| Task to complete |
Count the lines in the records below that contain the string "dried", treating uppercase and lowercase as different. Give only the number.

⁂

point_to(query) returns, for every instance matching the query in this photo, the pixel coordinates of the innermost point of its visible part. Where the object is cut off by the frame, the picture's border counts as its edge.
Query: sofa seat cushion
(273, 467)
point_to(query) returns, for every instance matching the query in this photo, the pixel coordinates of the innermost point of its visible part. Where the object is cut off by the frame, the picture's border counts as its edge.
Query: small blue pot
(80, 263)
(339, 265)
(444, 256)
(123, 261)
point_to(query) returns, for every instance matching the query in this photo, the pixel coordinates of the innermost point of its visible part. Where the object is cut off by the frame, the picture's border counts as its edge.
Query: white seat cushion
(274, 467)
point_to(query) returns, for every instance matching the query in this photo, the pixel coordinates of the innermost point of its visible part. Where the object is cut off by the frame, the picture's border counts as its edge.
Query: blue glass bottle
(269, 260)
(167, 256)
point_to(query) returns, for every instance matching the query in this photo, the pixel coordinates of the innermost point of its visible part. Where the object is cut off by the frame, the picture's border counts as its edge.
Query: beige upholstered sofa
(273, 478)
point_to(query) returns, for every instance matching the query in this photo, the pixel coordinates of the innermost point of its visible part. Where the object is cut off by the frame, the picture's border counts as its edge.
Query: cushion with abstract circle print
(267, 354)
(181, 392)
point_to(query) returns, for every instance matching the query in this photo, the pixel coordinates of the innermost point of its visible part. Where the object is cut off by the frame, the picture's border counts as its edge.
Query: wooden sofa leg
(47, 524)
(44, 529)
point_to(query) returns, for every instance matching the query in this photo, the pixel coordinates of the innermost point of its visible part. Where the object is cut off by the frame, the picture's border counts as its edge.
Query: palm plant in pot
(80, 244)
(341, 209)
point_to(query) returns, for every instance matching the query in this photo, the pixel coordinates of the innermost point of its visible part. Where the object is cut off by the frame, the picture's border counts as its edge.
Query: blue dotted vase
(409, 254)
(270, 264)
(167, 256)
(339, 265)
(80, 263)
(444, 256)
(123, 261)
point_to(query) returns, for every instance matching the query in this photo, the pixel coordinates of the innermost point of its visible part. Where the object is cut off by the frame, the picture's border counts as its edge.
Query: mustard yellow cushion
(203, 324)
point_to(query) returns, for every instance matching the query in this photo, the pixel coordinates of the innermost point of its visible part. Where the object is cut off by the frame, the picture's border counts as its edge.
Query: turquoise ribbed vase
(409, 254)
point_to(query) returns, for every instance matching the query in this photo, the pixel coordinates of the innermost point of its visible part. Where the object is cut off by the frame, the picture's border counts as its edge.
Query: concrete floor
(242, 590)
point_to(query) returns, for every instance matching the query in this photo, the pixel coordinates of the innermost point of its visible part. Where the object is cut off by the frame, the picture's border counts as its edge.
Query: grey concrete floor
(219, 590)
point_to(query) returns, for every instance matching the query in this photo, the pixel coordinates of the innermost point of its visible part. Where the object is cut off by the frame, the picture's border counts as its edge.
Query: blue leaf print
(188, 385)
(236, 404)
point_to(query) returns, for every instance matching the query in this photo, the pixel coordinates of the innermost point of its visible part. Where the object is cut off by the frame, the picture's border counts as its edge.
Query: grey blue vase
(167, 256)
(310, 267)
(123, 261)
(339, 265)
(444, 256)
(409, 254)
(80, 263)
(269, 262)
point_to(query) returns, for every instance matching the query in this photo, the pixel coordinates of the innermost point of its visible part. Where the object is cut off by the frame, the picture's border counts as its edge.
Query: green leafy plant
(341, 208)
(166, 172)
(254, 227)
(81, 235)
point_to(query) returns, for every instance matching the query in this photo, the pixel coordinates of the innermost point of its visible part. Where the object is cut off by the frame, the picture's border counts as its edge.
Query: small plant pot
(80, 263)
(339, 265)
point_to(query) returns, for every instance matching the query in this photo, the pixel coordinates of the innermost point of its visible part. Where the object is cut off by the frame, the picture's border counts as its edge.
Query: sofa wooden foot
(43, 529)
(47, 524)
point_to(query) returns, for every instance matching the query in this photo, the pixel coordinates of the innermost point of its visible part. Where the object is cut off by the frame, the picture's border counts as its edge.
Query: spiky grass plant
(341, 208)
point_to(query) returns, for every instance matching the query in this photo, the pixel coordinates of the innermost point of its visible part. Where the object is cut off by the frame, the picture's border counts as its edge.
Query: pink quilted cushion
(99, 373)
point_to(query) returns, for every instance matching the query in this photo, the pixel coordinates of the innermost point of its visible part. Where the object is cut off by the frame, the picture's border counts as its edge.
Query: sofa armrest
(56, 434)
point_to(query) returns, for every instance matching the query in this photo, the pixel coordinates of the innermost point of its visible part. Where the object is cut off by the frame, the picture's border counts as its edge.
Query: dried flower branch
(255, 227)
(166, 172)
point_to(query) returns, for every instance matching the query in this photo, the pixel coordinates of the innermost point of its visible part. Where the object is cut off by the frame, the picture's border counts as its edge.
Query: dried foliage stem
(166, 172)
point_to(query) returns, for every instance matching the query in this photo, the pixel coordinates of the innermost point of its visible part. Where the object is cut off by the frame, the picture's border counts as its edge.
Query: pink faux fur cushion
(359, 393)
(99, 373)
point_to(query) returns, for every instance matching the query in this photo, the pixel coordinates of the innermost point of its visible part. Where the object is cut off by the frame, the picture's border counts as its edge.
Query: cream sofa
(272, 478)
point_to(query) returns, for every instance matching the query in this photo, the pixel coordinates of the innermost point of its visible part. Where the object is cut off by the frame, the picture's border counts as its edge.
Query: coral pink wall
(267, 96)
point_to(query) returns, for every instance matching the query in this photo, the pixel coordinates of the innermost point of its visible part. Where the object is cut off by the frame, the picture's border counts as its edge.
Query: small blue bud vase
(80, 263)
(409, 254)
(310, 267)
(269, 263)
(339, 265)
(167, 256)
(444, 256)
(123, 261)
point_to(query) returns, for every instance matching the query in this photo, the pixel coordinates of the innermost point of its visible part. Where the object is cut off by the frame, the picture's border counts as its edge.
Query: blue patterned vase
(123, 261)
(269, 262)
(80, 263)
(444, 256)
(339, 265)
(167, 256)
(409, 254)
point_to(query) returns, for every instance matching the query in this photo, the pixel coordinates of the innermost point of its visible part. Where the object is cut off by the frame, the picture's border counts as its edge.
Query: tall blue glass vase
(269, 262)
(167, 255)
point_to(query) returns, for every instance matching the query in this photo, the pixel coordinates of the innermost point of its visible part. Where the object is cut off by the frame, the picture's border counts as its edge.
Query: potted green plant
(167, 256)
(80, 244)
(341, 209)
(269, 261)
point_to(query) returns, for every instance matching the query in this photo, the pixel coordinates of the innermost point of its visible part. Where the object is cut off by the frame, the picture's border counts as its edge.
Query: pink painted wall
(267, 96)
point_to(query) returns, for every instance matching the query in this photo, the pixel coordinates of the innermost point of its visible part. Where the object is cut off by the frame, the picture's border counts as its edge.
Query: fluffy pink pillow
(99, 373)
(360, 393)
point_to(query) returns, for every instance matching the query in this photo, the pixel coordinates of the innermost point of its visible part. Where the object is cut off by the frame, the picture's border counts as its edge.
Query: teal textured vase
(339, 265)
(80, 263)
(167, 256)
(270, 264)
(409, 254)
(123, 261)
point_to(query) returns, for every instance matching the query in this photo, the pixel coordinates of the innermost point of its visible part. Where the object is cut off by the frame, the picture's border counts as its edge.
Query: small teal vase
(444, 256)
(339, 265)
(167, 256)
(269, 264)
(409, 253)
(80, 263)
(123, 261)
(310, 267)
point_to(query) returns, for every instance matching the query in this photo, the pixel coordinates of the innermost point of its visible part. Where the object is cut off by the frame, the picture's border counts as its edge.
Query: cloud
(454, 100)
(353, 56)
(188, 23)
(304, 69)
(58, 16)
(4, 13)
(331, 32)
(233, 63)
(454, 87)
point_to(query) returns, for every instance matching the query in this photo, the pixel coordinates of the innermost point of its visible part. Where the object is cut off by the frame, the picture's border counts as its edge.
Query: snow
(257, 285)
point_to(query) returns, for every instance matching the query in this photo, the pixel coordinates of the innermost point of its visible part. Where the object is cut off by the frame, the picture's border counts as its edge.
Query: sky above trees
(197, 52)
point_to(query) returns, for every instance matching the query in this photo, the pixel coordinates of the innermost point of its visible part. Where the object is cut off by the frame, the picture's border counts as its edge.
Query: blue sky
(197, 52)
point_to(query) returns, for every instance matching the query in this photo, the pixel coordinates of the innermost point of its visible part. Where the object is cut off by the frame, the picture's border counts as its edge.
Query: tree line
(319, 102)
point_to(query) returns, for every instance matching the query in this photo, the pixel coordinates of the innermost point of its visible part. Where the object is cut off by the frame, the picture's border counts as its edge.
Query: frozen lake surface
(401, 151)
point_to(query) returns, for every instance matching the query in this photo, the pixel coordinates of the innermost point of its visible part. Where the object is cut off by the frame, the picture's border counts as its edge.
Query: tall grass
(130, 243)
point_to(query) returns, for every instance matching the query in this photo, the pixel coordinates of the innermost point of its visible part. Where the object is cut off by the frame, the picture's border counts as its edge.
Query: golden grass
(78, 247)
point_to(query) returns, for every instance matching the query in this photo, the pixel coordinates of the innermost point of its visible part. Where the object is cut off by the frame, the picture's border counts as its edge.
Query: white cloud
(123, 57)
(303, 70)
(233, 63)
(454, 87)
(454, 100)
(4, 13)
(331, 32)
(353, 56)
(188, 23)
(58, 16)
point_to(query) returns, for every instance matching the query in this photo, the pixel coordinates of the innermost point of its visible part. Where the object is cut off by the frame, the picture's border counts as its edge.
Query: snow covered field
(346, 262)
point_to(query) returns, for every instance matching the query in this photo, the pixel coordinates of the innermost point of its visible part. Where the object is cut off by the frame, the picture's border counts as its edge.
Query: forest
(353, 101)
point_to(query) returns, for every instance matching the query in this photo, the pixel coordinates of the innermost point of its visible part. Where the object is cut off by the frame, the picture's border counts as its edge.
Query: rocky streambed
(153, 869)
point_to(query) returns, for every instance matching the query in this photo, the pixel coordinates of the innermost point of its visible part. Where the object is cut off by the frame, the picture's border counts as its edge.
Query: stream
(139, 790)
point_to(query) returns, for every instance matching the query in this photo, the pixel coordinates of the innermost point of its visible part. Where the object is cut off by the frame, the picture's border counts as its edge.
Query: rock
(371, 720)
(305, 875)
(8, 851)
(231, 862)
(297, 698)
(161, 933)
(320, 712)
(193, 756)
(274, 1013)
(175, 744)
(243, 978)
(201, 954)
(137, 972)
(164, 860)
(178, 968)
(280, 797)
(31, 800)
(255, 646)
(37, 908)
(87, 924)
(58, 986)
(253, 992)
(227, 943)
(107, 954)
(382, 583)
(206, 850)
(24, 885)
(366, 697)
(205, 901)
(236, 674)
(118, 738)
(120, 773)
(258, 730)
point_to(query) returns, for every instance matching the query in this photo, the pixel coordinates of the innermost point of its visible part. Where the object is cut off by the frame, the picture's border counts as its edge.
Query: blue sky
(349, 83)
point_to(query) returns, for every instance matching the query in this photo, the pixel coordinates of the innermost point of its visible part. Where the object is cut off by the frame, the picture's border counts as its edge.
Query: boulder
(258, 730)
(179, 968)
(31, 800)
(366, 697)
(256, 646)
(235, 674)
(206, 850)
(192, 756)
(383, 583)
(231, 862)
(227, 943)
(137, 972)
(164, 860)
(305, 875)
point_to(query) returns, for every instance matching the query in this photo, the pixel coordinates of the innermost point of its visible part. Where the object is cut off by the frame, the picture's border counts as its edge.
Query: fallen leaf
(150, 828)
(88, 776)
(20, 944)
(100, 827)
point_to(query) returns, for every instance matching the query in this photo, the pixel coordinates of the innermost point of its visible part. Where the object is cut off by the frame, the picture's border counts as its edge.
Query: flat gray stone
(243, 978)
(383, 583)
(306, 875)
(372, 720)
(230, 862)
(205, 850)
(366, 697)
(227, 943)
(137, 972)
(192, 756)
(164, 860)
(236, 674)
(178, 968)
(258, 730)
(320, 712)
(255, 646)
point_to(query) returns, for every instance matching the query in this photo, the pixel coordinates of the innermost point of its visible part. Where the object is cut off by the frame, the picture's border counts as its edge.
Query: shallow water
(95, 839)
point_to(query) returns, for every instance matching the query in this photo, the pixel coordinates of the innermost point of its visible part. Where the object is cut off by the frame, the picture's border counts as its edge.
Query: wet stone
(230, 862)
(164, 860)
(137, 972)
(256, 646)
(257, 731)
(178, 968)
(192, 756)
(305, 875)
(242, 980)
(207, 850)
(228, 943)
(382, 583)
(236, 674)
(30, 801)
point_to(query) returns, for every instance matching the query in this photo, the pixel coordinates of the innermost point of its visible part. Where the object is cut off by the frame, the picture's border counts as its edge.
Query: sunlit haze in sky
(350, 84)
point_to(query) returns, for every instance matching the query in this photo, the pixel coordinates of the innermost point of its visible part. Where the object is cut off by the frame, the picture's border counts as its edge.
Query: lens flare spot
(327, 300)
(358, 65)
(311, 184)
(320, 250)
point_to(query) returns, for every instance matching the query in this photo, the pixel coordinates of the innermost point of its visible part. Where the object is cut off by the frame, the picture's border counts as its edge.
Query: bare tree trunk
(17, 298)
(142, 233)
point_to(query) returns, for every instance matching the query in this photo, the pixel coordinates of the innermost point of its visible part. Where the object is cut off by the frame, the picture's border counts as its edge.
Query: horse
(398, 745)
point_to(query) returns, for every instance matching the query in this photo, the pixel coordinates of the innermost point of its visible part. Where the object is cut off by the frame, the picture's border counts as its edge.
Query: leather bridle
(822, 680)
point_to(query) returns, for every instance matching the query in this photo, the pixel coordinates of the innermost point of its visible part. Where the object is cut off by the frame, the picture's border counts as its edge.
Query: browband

⁂

| Correct answer |
2